__Complete the following__:
1) Please answer these from the page extract about Sheridan Voysey:
(a) How long did the effort to start a family last?
(b) To which country did Sheridan and Merryn move to start their lives again?
(c) What did Sheridan read each day that began to shape him?
2) Resume the page extract about Sheridan Voysey from its final sentence, keeping his first-person voice.

__Page extract__:
------

Sheridan tells Amy Boucher-Pye how he dealt with the disappointments and doubts in his life

Reading the Sermon on the Mount each day began to shape me

Broadcaster, speaker and author Sheridan Voysey talks to Amy Boucher Pye about dealing with doubts and disappointment, and how his daily Bible reading helped him to rebuild his life

My wife Merryn and I have faced some of life’s battering winds. The fiercest so far occurred while we attempted to start a family. After what became a decade-long journey – trying everything from special diets, healing prayer, and in vitro fertilisation to an agonising two-year wait on an Australian adoption list – we finally brought our dream of parenting to an end and moved to England to start our lives again.

“How are you doing now?” my friend Adrian asked a few months later. “On the whole, we’re doing OK,” I said. “Merryn has a good job now and doesn’t cry about the past as much. We’re trying to focus on the upside of being childless and the opportunities it brings. You know, like having the freedom to travel.”

------

__Data shown__:
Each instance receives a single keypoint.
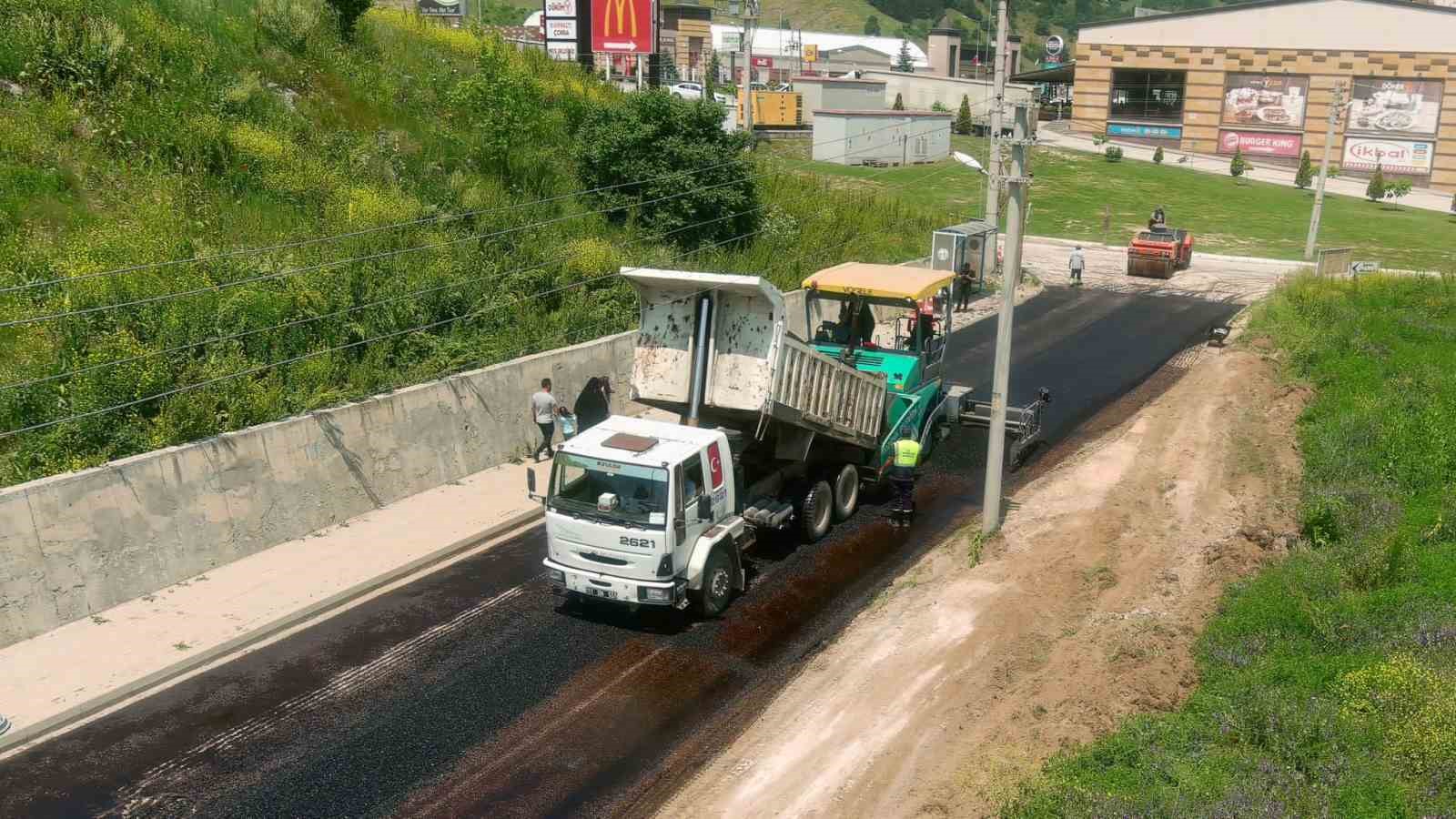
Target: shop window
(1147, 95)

------

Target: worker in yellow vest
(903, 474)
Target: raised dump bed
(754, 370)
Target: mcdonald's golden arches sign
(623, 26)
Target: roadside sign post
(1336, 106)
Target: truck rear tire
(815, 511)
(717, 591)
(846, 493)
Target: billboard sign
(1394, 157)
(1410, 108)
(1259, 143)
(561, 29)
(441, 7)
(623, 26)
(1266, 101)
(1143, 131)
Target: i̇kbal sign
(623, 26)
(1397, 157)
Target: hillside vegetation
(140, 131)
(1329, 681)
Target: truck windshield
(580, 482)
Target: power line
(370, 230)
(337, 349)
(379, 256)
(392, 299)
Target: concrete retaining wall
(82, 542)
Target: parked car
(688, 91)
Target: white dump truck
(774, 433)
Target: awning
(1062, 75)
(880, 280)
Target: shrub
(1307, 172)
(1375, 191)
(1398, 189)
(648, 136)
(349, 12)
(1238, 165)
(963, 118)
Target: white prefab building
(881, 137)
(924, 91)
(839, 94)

------

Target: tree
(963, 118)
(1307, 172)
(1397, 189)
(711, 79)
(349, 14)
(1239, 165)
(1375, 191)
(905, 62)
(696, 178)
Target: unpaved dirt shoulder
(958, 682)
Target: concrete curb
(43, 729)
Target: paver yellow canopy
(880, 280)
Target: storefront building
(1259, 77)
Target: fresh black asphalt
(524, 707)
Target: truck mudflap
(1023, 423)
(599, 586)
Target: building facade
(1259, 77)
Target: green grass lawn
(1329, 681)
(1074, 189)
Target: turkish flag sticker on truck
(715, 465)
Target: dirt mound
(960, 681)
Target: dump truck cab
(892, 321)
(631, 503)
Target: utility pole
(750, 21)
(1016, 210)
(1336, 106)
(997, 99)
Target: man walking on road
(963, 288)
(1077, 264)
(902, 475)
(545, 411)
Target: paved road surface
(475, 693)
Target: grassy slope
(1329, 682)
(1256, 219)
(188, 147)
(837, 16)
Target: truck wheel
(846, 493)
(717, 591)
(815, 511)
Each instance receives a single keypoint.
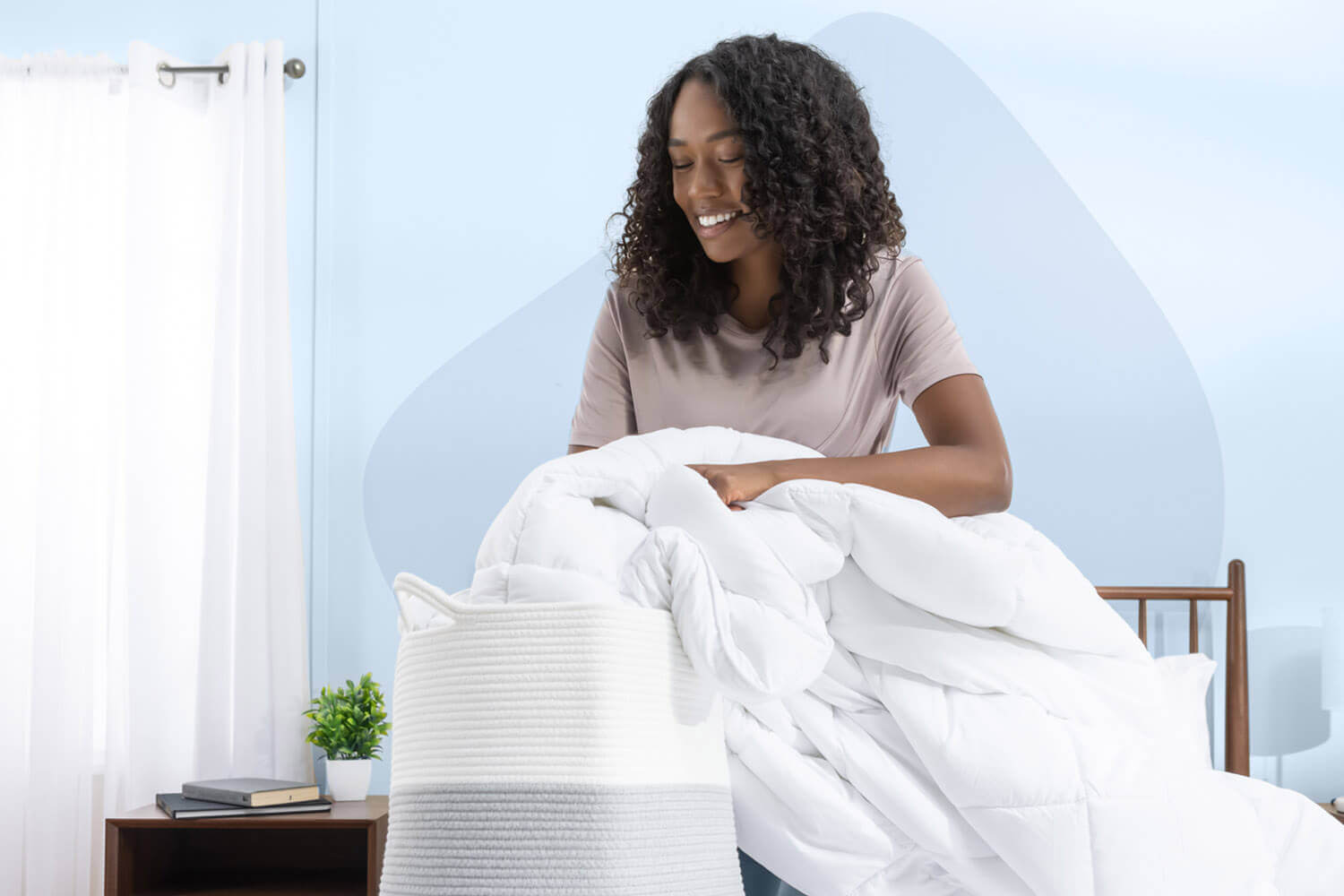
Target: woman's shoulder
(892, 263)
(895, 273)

------

__Answers for the exercise__:
1)
(a) About a decade.
(b) England.
(c) The Sermon on the Mount.

2)
Adrian answered, “There may be some benefits in you and Merryn being childless, but other times you’ll find it difficult and lonely. But if you follow Jesus’ example who, when he was dying on the cross, yet ministered to others; out of your suffering will come opportunities to serve people in ways you otherwise never could have.”

His wisdom would quickly bear fruit, for shortly afterwards I wrote Resurrection Year, the book that recounts our story with the aim of helping others start again after their own broken dreams. Our suffering would begin to be redeemed.

When we first arrived in Oxford, Merryn and I were walking down the street when we heard someone’s mobile phone ring. The person behind us answered it with, “Oh, Lord Astonbury! How marvellous to hear from you.” It was a far cry from the “How ya goin’ mate?” greeting we were used to in Australia!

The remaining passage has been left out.